Excerpted passage
----------

14

The longest common substring problem according to wiki can be solved using a suffix tree.
From wiki:

The longest common substrings of a set of strings can be found by building a generalised suffix tree for the strings, and then finding the deepest internal nodes which have leaf nodes from all the strings in the subtree below it

I don't get this.
Example: if I have:
ABCDE and XABCZ
then the suffix tree is (some branches from XABCZ omitted due to space):
enter image description here

The longest common substring is ABC but it is not I can not see how the description of wiki helps here.
ABC is not the deepest internal nodes with leaf nodes.
Any help to understand how this works?

----------

(Records from a data collection)

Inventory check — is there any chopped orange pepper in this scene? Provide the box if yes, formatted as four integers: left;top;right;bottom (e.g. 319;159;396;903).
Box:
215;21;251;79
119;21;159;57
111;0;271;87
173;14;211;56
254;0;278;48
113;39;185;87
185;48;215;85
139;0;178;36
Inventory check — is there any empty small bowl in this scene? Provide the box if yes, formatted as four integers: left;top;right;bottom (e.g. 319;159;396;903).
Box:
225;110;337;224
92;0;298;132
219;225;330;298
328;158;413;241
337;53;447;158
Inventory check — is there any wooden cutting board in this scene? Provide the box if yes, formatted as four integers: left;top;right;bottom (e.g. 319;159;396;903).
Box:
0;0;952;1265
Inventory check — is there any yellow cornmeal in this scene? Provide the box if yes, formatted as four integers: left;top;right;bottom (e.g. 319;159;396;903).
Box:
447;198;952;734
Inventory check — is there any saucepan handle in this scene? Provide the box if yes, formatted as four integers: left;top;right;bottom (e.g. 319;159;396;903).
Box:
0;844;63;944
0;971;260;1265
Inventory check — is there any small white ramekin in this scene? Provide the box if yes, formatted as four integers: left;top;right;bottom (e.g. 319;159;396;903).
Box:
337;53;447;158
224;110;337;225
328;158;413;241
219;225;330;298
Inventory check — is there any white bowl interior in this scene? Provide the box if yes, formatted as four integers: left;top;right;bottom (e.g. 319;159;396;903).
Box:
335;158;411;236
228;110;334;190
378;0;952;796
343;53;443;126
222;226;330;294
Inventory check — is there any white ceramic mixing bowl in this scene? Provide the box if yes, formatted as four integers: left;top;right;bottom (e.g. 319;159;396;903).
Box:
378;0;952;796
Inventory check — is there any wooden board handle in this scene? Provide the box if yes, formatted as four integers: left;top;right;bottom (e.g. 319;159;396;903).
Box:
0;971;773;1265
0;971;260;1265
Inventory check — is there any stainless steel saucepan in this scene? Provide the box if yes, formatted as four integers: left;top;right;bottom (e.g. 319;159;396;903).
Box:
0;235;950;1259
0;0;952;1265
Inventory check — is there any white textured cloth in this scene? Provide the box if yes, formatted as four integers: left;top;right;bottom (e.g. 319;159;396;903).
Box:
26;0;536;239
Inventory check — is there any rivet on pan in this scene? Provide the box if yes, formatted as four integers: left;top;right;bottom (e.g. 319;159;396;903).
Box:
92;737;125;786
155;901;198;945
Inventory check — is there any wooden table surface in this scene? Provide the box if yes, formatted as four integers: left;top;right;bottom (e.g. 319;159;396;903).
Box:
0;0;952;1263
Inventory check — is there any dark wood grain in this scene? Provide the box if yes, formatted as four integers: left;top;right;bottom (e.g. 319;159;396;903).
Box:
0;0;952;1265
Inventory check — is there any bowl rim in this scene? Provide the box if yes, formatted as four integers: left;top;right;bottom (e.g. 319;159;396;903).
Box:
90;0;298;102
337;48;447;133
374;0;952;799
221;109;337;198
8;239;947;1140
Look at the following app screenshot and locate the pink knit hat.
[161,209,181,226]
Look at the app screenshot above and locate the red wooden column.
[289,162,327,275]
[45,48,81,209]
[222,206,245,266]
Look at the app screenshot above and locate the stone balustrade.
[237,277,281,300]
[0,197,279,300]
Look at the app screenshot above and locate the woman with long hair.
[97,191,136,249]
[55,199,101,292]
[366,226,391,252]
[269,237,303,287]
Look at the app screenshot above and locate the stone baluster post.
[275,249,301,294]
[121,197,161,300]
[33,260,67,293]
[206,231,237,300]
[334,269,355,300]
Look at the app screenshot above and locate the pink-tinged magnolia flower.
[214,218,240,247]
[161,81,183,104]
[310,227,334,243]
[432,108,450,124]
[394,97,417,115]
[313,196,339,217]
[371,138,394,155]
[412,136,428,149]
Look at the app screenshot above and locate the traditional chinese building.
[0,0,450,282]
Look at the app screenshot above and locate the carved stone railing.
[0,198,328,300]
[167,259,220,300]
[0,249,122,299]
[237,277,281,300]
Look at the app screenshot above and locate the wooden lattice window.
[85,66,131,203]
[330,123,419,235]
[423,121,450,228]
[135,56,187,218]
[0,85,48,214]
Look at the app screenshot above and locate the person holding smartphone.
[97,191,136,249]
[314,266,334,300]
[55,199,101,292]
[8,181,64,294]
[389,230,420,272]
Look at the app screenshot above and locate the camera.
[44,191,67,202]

----------

Problems
a. Reproduce the entire forum thread on finding the longest common substring with a suffix tree, word for word.
b. Copy out the rows from the line with "Look at the app screenshot above and locate the person" through the last line of the rows, exactly as they appear.

Task-by-task solutions
a.
14

The longest common substring problem according to wiki can be solved using a suffix tree.
From wiki:

The longest common substrings of a set of strings can be found by building a generalised suffix tree for the strings, and then finding the deepest internal nodes which have leaf nodes from all the strings in the subtree below it

I don't get this.
Example: if I have:
ABCDE and XABCZ
then the suffix tree is (some branches from XABCZ omitted due to space):
enter image description here

The longest common substring is ABC but it is not I can not see how the description of wiki helps here.
ABC is not the deepest internal nodes with leaf nodes.
Any help to understand how this works?

b.
Look at the app screenshot above and locate the person holding smartphone.
[97,191,136,249]
[314,266,334,300]
[55,199,101,292]
[8,181,64,294]
[389,230,420,272]
Look at the app screenshot above and locate the camera.
[44,191,67,202]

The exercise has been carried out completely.